Produce a faithful copy of every record below, without the pictures.

Point-per-instance localization data:
++++++

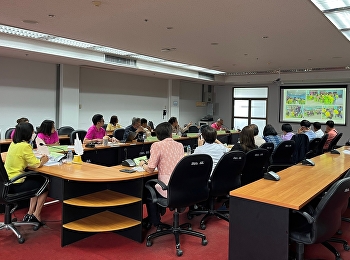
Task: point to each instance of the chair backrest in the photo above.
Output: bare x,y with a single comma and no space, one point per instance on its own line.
301,147
226,175
328,211
334,141
323,140
253,170
119,133
81,135
283,153
188,183
193,129
8,133
65,130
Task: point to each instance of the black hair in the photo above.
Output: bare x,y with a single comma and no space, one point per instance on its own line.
24,132
114,120
317,125
96,118
305,123
330,123
209,134
46,127
269,130
163,131
172,120
287,128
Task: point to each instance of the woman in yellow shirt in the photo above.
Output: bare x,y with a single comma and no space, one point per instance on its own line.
113,124
19,156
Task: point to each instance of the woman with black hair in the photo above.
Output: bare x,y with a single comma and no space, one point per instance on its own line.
19,156
47,132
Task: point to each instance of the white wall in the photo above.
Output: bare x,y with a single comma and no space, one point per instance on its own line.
27,89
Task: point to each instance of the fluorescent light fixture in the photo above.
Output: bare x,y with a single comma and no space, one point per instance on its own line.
98,48
338,12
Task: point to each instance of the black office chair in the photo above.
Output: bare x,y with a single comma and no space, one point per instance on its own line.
188,185
333,143
256,161
319,149
10,200
301,147
119,133
8,133
318,225
283,153
65,130
313,144
81,135
225,177
193,129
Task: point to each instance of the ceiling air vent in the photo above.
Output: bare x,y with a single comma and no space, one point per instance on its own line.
119,60
208,76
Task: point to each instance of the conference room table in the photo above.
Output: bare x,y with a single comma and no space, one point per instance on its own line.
259,212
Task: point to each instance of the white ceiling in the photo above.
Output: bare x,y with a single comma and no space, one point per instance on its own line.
299,36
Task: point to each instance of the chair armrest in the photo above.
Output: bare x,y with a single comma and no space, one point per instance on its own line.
150,185
306,215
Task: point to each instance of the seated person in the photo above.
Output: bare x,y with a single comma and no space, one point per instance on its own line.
134,127
218,125
317,129
164,155
20,120
19,156
96,132
246,140
258,140
287,132
305,129
270,135
330,130
113,124
176,128
146,128
48,133
208,144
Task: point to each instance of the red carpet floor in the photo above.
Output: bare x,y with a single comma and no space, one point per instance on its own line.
45,243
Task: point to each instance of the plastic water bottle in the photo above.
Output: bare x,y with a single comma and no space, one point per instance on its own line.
188,150
69,156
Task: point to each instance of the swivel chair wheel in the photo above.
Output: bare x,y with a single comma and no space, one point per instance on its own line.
179,252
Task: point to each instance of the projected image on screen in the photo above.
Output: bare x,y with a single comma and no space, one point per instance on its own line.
316,104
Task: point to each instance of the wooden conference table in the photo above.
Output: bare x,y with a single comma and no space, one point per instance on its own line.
259,212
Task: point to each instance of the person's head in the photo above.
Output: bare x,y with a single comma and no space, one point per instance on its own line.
47,127
305,124
22,120
329,125
136,122
98,120
114,120
255,129
269,130
246,138
220,122
163,131
24,132
173,121
317,126
209,134
287,128
143,122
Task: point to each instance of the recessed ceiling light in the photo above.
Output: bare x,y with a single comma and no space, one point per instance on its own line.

++++++

**Exercise result**
Task: point to each instance of the chair backrest in the photo above.
Output: bare x,y with a single comma and no space, one point per instance on its own line.
301,147
226,175
328,211
334,141
323,140
253,170
119,133
81,135
283,153
188,183
193,129
8,133
65,130
Task: point to each instance of the black hair in the photo above.
Output: bare x,y with a single comma and no space, one point per instance on its own line.
24,132
114,120
317,125
96,118
305,123
330,123
209,134
46,127
269,130
163,131
172,120
287,128
Task: point to each instance of the woman in yellow shirt in the photo above.
Output: bare x,y with a single comma and no space, one point per instance on its own line.
113,124
19,156
Task: point to each instance of the woman with black hair in the photo above.
Output: bare x,y with a single comma and no space, one point per instance on its own line.
19,156
47,132
Task: point to each instance of the white wall in the photo above.
Output: bare x,y with a single comma and no space, one point per instance on its own line.
27,89
Task: point to each instance of the fluorescent light fixture in the photo above.
Output: bare x,y with a single comma and no space, one point per instance on its own line.
98,48
338,12
Task: point to each instance of the black office chair in the photo above.
Output: bare x,y with a single comma and no space, one point per instance on its own line.
188,185
333,143
256,161
319,149
10,200
301,147
119,133
8,133
318,225
283,153
65,130
313,144
81,135
225,177
193,129
Task: point to each instance of the ceiling air vent in the photo above.
Output: bare x,y with a single comma and no space, one point per instance on its own line.
119,60
208,76
Task: point to each instance of the conference room table in the photo above.
Output: bare x,y with a single comma and no space, one point per instance on its own line.
259,212
Task: point to each instance of the white ceiling in the photo above.
Output: bare x,y with a single comma and no space, one point per instance on its own line.
299,36
Task: point to each instance of the chair armrest in the photo above.
Output: bare x,y with a single comma and no space, one point per instance on its own line.
150,185
306,215
Task: point to each instance of the seated person in the photo above.
Output: bare x,y with a single comma and no space, one point per instance on its own line.
134,127
218,125
317,129
164,155
20,120
19,156
96,132
246,140
258,140
287,132
305,129
270,135
330,130
113,124
176,128
146,128
48,133
208,144
Task: point to each instance of the red carpet floor in the photo above.
Output: bare x,y with a single comma and no space, one point per instance on its own line.
45,243
Task: point to each instance of the plastic water bottle in the photo above.
Output: bare x,y with a single comma and no space, one point per instance on its own line.
188,150
69,156
Task: point to each instance of the swivel chair wheel in the photo above.
Output: bare x,y with a single comma and no space, one point per instance on its own line.
179,252
Task: point to each instance of the projected image on screen in the photo above.
Output: bare x,y with a single comma and no space, one point per instance on its own line.
316,104
Task: point to each instance of the wooden conference table in the photo above.
Output: bare x,y with a single comma and no space, one point per instance on its own line.
259,212
Task: point to each instance of the person's head in the photo above.
Output: bare x,y with a single comma and no space, one point per instance on its own line.
47,127
305,124
22,120
329,125
136,122
98,120
114,120
255,129
269,130
246,138
220,122
163,131
24,132
173,121
317,126
209,134
287,128
143,122
Task: point to each instance of the recessed ceiling light in the photo above.
Output: bare x,y with a single comma and no space, one point per instance on its own line.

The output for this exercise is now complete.